PASSAGE TO READ:
################

Using Ollama with Python: Step-by-Step Guide

Running large language models locally has become increasingly accessible thanks to tools like Ollama. This comprehensive guide will walk you through setting up and using Ollama with Python, enabling you to harness the power of AI models directly on your machine.

What is Ollama?

Ollama is an open-source platform that makes it easy to run large language models locally. It provides a simple API and command-line interface for downloading, running, and managing various AI models including Llama 2, Code Llama, Mistral, and many others. With Ollama, you can run these models without relying on external APIs or cloud services.

Prerequisites

Before we begin, ensure you have:

Python 3.7 or higher installed
At least 8GB of RAM (16GB+ recommended for larger models)
Sufficient disk space for model downloads (models range from 1GB to 70GB+)

Step 1: Install Ollama

On macOS and Linux

Download and install Ollama using the official installer:

curl -fsSL https://ollama.ai/install.sh | sh

On Windows

Download the Windows installer from the official Ollama website and run it.

################

EXCERPTED RECORDS:

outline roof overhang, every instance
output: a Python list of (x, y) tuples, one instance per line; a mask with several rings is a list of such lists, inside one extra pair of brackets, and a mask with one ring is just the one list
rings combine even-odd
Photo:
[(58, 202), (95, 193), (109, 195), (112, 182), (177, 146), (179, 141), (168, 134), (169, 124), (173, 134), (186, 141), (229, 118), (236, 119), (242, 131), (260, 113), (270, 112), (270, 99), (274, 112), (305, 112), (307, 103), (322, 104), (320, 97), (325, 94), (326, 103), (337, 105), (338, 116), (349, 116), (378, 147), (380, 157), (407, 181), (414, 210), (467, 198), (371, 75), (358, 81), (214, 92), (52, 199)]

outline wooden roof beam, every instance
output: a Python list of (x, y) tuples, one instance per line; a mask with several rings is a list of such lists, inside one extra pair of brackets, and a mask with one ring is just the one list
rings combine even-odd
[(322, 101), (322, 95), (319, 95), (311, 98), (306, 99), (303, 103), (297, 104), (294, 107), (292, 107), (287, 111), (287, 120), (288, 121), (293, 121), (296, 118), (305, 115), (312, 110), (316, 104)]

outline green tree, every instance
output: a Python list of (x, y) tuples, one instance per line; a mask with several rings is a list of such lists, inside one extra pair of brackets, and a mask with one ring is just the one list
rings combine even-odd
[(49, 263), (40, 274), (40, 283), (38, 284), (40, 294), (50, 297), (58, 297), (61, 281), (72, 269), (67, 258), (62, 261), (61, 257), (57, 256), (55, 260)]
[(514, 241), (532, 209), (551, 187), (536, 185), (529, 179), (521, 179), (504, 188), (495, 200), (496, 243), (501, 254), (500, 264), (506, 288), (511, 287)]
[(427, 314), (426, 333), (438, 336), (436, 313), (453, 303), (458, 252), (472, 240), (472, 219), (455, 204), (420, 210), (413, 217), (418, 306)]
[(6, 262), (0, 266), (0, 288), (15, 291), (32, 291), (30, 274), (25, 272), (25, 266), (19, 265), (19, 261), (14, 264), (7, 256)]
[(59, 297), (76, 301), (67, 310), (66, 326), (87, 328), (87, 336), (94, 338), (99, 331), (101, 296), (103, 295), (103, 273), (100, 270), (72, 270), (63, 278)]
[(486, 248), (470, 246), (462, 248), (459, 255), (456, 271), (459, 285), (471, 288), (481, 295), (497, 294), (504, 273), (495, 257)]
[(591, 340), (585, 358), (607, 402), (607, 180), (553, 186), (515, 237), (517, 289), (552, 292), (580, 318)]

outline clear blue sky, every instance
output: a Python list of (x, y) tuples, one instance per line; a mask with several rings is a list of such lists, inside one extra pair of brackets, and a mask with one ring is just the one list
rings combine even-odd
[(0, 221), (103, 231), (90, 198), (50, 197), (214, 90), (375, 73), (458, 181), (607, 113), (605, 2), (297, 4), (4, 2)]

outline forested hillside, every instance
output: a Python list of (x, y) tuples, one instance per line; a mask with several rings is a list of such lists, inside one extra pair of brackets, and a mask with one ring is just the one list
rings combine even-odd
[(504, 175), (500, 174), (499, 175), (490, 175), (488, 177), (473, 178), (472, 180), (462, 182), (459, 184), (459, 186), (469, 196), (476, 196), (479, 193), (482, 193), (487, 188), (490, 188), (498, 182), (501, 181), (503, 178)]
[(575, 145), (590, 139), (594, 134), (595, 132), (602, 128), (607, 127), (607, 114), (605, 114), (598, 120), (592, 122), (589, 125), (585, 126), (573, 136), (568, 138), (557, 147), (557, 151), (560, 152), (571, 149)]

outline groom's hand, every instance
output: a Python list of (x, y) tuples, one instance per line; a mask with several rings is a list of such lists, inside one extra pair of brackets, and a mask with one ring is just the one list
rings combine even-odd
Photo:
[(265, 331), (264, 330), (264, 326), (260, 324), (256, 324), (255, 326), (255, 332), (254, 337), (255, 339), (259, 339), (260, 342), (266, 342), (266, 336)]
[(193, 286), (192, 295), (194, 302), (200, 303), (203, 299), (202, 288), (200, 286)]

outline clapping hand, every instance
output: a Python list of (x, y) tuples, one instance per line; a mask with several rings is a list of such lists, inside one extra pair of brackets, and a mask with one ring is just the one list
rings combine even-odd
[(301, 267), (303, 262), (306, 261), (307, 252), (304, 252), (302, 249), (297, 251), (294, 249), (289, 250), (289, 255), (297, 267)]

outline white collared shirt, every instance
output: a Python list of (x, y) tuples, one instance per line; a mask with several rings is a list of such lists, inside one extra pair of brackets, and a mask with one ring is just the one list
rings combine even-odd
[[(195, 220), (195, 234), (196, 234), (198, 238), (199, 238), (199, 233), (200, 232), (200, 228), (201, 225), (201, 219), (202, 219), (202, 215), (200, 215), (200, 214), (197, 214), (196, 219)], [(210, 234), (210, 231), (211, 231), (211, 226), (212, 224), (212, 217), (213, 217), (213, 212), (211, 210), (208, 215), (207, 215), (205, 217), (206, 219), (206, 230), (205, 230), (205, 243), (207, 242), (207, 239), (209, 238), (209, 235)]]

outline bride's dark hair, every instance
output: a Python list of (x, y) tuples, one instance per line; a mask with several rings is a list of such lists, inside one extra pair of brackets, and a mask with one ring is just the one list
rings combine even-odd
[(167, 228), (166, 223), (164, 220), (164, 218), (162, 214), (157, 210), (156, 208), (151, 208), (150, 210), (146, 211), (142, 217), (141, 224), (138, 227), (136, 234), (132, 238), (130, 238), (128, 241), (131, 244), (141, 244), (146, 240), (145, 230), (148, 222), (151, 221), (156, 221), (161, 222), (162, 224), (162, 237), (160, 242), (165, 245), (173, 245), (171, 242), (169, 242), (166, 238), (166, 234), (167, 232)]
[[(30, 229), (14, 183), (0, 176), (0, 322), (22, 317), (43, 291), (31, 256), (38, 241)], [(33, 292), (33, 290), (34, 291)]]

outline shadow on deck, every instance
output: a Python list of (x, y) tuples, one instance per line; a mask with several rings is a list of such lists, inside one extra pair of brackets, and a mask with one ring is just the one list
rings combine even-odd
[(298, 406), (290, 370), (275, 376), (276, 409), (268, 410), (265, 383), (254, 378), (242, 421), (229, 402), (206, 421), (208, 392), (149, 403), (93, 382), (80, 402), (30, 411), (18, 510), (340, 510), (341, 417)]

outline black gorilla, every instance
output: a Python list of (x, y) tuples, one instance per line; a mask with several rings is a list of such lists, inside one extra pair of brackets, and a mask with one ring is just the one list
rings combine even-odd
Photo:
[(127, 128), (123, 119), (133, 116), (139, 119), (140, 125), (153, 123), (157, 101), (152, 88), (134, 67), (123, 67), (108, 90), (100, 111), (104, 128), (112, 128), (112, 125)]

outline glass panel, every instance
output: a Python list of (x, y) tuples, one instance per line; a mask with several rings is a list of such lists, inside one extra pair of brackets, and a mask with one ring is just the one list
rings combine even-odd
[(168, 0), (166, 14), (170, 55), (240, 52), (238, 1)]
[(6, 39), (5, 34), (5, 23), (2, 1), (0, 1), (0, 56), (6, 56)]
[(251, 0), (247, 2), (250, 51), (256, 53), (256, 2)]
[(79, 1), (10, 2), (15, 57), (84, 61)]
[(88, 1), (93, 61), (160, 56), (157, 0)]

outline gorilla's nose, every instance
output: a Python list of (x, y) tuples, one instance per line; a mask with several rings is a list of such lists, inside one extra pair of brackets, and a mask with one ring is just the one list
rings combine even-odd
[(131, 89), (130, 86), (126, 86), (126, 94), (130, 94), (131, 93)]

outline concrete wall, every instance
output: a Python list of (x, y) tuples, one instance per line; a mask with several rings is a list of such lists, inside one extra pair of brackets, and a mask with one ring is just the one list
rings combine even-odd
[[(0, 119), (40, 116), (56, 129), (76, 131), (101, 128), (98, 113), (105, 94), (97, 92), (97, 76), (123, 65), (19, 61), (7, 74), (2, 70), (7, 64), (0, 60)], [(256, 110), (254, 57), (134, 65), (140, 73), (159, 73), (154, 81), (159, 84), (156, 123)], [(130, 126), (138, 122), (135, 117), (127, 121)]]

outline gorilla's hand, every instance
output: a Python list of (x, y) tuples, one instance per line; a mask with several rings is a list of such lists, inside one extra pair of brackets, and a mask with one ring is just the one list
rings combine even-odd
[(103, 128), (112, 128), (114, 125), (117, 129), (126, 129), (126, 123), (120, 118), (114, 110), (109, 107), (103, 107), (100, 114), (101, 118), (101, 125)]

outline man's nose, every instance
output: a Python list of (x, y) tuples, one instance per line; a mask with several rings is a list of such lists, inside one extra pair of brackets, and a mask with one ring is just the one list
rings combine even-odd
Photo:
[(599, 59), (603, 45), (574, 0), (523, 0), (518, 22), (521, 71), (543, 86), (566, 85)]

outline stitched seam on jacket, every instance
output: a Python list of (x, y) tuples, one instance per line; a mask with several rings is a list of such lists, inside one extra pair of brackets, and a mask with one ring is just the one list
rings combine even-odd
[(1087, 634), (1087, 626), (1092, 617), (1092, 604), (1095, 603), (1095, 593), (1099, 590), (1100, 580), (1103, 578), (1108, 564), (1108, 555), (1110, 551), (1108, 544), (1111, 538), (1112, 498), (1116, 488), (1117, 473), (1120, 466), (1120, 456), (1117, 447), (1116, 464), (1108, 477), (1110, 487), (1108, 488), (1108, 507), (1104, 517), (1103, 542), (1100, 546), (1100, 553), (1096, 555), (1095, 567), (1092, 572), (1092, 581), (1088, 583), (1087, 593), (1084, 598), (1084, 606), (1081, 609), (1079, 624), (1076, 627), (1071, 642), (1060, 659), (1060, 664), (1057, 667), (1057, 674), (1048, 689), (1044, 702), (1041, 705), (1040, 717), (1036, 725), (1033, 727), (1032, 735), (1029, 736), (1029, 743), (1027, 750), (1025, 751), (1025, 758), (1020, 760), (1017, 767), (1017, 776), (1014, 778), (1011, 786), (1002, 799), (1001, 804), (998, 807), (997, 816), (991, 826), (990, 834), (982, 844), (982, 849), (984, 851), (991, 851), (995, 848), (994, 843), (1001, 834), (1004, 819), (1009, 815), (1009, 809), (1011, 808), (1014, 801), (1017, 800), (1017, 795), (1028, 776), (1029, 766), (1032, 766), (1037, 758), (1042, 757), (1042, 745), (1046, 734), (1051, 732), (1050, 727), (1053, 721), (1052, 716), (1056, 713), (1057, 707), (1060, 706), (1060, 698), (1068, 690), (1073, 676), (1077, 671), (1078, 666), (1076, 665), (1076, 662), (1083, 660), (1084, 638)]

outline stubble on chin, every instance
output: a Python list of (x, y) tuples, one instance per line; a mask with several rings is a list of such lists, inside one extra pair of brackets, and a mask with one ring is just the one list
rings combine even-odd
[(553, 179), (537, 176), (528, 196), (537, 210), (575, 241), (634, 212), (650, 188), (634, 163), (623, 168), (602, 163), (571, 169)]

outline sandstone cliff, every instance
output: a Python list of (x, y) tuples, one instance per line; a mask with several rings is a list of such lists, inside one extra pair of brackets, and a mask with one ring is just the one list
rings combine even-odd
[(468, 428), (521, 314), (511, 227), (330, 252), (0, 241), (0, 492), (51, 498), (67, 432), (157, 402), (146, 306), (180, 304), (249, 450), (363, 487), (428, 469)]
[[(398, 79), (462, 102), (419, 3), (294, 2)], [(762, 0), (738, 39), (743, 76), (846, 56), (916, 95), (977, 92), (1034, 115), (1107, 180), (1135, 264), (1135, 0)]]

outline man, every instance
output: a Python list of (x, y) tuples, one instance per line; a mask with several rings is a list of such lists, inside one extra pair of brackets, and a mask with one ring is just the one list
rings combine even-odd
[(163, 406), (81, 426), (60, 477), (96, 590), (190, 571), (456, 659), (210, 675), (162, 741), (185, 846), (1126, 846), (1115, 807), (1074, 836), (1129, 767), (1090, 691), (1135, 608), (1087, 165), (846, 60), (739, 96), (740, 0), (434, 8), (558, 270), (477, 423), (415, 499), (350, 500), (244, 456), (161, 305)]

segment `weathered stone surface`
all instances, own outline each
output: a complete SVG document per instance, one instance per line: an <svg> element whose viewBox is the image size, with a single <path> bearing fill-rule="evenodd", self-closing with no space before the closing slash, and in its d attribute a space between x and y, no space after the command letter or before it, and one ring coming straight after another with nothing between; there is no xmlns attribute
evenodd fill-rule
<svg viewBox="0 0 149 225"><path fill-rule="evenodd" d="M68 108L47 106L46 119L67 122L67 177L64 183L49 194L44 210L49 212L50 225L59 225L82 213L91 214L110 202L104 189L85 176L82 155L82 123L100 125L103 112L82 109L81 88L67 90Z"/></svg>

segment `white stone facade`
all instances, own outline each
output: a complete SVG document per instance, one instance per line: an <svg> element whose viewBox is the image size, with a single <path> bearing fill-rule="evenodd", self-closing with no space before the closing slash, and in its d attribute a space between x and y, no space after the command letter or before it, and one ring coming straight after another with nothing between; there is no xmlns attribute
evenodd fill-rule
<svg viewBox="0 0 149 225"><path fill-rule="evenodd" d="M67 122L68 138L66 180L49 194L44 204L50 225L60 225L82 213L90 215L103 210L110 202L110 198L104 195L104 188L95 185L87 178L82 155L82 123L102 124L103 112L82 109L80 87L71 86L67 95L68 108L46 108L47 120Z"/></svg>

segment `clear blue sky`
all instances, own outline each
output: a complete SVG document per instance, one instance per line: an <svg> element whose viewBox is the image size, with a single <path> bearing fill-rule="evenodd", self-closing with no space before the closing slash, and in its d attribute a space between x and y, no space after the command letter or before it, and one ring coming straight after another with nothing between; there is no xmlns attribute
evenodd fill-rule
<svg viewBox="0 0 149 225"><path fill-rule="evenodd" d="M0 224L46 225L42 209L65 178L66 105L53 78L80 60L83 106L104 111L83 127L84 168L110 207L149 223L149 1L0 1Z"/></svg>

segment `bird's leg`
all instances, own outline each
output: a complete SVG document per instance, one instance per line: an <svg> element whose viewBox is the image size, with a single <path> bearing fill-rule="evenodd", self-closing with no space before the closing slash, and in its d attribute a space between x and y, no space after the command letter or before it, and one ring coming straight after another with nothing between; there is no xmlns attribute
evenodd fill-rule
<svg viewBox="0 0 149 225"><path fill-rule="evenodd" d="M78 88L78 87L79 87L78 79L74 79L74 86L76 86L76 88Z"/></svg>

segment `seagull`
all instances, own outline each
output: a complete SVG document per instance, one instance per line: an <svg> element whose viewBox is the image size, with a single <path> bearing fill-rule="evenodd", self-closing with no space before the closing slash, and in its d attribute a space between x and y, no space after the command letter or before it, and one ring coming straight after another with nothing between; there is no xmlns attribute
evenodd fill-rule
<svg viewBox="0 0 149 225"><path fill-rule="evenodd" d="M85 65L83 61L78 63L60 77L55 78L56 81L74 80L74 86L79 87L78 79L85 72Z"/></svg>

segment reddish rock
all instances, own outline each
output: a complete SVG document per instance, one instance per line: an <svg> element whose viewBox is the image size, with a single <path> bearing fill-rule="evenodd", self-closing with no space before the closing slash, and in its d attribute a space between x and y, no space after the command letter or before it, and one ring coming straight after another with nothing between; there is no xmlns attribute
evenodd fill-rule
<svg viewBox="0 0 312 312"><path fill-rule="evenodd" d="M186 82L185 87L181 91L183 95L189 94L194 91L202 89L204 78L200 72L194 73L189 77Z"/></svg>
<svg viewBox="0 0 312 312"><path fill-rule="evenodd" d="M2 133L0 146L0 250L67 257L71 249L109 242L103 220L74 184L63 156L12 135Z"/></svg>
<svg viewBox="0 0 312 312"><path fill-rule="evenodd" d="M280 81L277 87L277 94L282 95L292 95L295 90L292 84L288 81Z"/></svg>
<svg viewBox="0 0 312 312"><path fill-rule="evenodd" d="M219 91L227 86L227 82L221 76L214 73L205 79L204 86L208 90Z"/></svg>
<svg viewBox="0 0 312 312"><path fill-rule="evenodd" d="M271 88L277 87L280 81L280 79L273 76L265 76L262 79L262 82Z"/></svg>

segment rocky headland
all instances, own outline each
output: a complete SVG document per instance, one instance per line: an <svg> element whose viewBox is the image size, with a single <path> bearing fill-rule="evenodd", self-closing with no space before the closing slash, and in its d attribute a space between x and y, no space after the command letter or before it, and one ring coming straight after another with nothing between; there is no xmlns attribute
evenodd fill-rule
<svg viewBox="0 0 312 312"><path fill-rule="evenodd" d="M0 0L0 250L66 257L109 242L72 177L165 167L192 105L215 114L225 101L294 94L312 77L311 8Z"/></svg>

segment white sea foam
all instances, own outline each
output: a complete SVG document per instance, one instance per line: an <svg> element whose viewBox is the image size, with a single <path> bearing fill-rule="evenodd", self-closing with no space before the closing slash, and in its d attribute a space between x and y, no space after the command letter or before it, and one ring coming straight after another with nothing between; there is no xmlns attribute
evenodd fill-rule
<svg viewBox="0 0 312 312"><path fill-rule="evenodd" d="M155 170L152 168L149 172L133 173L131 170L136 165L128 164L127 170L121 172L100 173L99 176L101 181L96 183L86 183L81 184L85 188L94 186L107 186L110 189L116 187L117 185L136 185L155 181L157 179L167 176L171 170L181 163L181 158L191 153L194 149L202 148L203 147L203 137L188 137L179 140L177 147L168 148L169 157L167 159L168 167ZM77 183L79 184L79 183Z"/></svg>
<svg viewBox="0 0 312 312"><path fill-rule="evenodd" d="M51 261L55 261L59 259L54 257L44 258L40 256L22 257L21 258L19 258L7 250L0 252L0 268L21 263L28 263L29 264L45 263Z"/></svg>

################

REQUIREMENTS:
1 – Which AI models does the Ollama guide name as examples that Ollama can run? List them all.
2 – Retype every line of the records from the line that contains "outline forested hillside, every instance" down to the line that contains "238), (209, 235)]]", including both of those lines.

SOLVED TASKS:
1 – Llama 2, Code Llama, Mistral

2 –
outline forested hillside, every instance
output: a Python list of (x, y) tuples, one instance per line; a mask with several rings is a list of such lists, inside one extra pair of brackets, and a mask with one ring is just the one list
rings combine even-odd
[(504, 175), (500, 174), (499, 175), (490, 175), (488, 177), (473, 178), (472, 180), (462, 182), (459, 184), (459, 186), (469, 196), (476, 196), (479, 193), (482, 193), (487, 188), (490, 188), (498, 182), (501, 181), (503, 178)]
[(575, 145), (590, 139), (594, 134), (595, 132), (602, 128), (607, 127), (607, 114), (605, 114), (598, 120), (592, 122), (589, 125), (585, 126), (573, 136), (568, 138), (557, 147), (557, 151), (560, 152), (571, 149)]

outline groom's hand, every instance
output: a Python list of (x, y) tuples, one instance per line; a mask with several rings is a list of such lists, inside one extra pair of brackets, and a mask with one ring is just the one list
rings combine even-odd
Photo:
[(265, 331), (264, 330), (264, 326), (260, 324), (256, 324), (255, 326), (255, 332), (254, 337), (255, 339), (259, 339), (260, 342), (266, 342), (266, 336)]
[(193, 286), (192, 295), (194, 302), (200, 303), (203, 299), (202, 288), (200, 286)]

outline clapping hand, every instance
output: a Python list of (x, y) tuples, one instance per line; a mask with several rings is a list of such lists, inside one extra pair of brackets, and a mask with one ring is just the one list
rings combine even-odd
[(301, 267), (303, 262), (306, 261), (307, 252), (304, 252), (302, 249), (297, 251), (294, 249), (289, 250), (289, 255), (297, 267)]

outline white collared shirt, every instance
output: a Python list of (x, y) tuples, one instance per line; a mask with several rings is a list of such lists, inside one extra pair of brackets, and a mask with one ring is just the one list
rings combine even-odd
[[(195, 220), (195, 234), (196, 234), (198, 238), (199, 238), (199, 233), (200, 232), (200, 228), (201, 225), (201, 219), (202, 219), (202, 215), (200, 215), (200, 214), (197, 214), (196, 219)], [(210, 234), (210, 231), (211, 231), (211, 226), (212, 224), (212, 217), (213, 217), (213, 212), (211, 210), (208, 215), (207, 215), (205, 217), (206, 219), (206, 230), (205, 230), (205, 243), (207, 242), (207, 239), (209, 238), (209, 235)]]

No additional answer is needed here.